Extrait du document ▸
▼▼▼

La grâce éveille la nature. Marie toute graciée a pu répondre « fiat » à l’annonce de l’Ange. Ce « fiat » est œuvre de grâce et œuvre aussi de Marie. Là encore, une histoire vraie pourra servir de parabole pour mieux comprendre qu’il n’y a ni contradiction ni exclusivité entre l’action de Dieu et celle de l’homme. Un religieux octogénaire était hospitalisé dans une ville de l’Est pour une fracture du péroné. Il semblait ne plus vouloir vivre et refusait toute nourriture. Quand une infirmière, la plus douce et la plus dévouée qui soit, voulait lui donner la becquée pour avaler un yaourt, il recrachait aussitôt. Dans la même ville habitait une jeune femme qui avait été avant son mariage professeur dans l’établissement où enseignait alors ce vieux religieux, et une belle complicité s’était instaurée entre eux. Quand elle apprit que ce vieux religieux était hospitalisé, elle vint le voir. Constatant sont état, ayant appris son refus de se nourrir, elle lui dit : « Mais, Monsieur Louis, il faut manger… » Et aussitôt elle prit une petite cuillère et lui entrepris de lui faire avaler le yaourt sur la table…Et Monsieur Louis mangea le yaourt… Elle revint tous les jours, et Monsieur Louis reprit l’habitude et l’envie de se nourrir… Il vécut encore plusieurs années, avant de mourir presque nonagénaire .

▲▲▲

Activité 1 ▸ Dans l'extrait sur la grâce, pour quelle blessure le religieux octogénaire était-il hospitalisé ?
Activité 2 ▸ Relevez toutes les personnes qui interviennent dans l'histoire vraie rapportée par l'extrait sur la grâce.

Documents de travail ▸
▼▼▼

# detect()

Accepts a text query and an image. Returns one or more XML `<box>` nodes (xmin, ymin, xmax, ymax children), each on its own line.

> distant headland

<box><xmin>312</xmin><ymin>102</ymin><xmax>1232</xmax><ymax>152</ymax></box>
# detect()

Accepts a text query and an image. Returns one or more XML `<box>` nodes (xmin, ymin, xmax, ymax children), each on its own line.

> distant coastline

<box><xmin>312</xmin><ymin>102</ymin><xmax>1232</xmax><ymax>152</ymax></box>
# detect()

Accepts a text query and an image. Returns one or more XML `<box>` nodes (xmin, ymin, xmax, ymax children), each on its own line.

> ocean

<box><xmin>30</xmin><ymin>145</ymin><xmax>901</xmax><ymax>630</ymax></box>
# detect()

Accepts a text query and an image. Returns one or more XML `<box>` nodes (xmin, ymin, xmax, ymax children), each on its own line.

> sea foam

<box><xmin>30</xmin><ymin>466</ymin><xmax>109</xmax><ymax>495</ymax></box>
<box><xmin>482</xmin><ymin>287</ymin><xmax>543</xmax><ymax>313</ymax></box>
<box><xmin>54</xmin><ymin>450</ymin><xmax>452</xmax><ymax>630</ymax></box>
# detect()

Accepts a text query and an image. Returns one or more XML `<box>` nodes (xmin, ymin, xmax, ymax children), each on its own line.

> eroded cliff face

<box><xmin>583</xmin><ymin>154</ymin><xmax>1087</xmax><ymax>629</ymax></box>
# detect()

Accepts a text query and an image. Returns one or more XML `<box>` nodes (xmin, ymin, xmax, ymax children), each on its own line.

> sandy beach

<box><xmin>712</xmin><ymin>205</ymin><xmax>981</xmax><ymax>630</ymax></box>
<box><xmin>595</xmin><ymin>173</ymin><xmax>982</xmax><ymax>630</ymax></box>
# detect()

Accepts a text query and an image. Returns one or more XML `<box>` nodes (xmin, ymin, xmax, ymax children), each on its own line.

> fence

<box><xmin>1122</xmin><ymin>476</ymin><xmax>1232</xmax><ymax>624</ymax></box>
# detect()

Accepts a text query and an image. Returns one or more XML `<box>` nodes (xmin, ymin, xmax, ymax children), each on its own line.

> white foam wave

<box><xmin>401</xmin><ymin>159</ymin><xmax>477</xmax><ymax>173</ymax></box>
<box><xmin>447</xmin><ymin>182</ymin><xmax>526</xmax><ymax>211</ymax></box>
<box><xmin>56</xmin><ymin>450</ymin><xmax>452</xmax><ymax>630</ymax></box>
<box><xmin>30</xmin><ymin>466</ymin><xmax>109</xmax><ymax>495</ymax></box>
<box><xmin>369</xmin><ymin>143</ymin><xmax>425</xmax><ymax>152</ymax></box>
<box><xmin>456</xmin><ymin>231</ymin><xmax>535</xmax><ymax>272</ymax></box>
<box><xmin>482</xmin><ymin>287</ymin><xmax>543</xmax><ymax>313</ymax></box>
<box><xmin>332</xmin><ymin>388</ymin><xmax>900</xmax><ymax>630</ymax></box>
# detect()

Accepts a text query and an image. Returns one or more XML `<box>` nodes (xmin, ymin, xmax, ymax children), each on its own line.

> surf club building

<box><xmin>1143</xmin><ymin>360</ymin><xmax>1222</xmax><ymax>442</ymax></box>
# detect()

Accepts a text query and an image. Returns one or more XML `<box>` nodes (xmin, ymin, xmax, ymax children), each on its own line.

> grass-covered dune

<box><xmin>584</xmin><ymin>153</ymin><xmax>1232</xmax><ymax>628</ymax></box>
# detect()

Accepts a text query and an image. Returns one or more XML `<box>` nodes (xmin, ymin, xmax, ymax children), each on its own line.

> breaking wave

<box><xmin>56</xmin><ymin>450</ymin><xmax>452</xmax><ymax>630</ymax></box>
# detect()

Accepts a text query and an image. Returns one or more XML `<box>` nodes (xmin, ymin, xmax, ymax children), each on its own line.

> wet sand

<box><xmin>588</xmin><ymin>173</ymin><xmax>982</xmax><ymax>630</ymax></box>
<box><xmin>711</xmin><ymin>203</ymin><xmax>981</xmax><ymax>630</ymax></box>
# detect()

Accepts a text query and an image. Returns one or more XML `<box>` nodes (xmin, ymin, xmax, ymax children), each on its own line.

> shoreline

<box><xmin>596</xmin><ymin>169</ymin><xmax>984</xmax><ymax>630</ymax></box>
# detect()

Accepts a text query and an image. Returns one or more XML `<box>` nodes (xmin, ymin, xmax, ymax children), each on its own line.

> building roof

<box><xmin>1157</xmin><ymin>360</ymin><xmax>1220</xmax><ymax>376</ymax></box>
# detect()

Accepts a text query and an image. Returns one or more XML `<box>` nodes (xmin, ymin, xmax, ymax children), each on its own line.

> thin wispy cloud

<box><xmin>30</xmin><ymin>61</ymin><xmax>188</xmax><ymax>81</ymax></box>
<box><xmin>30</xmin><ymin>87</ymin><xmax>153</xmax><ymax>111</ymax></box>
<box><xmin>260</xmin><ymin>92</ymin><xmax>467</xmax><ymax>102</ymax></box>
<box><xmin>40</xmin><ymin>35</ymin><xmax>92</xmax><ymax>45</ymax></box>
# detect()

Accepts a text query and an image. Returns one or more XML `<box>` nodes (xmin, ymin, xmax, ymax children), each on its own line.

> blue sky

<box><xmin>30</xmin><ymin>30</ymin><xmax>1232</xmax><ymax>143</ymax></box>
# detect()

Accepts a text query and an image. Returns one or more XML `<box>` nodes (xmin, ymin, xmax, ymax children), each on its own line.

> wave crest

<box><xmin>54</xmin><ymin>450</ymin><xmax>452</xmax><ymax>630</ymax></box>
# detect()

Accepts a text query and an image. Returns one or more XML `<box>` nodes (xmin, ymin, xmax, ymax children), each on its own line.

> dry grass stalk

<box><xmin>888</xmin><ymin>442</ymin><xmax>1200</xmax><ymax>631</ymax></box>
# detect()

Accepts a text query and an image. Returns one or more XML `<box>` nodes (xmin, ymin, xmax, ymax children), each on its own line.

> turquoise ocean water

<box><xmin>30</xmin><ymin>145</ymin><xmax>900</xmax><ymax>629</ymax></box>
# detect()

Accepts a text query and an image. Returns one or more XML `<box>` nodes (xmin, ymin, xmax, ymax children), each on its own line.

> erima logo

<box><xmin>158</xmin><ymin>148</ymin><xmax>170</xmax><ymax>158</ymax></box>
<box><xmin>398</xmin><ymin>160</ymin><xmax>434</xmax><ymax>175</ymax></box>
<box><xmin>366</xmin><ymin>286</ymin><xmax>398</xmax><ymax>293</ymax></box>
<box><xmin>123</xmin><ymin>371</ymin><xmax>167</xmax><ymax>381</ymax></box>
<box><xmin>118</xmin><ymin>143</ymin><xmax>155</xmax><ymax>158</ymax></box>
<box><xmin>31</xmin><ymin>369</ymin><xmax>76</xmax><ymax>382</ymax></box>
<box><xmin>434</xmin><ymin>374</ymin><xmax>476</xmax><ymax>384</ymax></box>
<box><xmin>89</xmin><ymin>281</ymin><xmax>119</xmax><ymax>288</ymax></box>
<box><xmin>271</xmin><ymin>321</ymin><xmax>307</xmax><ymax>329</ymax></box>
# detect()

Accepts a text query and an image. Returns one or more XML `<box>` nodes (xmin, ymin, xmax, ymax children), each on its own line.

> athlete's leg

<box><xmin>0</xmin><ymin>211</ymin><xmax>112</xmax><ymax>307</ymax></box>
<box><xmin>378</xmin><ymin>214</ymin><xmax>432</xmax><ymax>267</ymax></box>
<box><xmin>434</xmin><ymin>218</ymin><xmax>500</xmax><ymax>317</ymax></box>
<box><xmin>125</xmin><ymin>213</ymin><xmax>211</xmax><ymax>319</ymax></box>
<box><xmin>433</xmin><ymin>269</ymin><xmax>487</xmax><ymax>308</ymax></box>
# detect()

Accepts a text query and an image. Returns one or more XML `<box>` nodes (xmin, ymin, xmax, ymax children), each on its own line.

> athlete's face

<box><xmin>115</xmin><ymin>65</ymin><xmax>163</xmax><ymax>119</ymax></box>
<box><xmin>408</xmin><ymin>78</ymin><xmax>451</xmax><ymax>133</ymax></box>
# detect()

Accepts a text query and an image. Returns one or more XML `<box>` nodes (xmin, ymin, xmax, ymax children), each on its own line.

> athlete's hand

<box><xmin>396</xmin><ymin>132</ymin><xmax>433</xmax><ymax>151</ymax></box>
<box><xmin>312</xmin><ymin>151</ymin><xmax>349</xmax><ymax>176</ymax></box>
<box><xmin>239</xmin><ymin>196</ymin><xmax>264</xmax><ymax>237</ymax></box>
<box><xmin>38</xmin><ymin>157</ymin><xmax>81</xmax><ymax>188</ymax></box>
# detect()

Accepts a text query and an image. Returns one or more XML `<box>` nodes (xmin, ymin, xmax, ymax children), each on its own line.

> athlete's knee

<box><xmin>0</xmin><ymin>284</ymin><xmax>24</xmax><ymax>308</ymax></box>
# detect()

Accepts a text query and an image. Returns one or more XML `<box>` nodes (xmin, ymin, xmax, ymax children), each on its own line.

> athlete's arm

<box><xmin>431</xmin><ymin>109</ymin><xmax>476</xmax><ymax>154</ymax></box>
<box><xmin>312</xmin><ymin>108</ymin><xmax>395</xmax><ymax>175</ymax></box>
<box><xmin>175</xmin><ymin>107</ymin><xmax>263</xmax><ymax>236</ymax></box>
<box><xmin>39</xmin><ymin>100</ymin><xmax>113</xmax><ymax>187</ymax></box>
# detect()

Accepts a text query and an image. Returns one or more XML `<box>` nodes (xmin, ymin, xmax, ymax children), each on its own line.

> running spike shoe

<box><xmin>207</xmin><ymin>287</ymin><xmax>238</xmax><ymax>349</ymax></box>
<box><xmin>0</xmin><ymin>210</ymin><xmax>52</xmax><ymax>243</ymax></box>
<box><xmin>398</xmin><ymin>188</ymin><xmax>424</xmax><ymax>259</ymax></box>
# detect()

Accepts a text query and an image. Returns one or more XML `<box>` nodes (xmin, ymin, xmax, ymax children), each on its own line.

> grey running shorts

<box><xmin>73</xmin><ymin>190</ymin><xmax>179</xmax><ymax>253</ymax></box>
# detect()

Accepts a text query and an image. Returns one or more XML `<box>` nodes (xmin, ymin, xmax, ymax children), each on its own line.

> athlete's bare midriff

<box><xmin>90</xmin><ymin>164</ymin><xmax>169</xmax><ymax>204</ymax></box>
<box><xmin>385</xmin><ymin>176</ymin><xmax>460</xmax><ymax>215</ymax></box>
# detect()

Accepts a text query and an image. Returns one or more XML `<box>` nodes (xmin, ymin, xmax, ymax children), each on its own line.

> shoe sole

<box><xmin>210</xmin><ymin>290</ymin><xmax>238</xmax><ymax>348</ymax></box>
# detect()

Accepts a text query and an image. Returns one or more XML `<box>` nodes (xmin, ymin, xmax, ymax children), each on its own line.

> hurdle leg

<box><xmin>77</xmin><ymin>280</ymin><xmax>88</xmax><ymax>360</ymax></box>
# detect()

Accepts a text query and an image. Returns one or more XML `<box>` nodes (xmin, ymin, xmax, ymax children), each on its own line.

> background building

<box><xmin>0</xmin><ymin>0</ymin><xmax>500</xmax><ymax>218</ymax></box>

▲▲▲

Production attendue 1 ▸ Pour une fracture du péroné.

Production attendue 2 ▸
- Monsieur Louis, le religieux octogénaire hospitalisé
- une infirmière
- une jeune femme, ancienne professeur dans l'établissement où il enseignait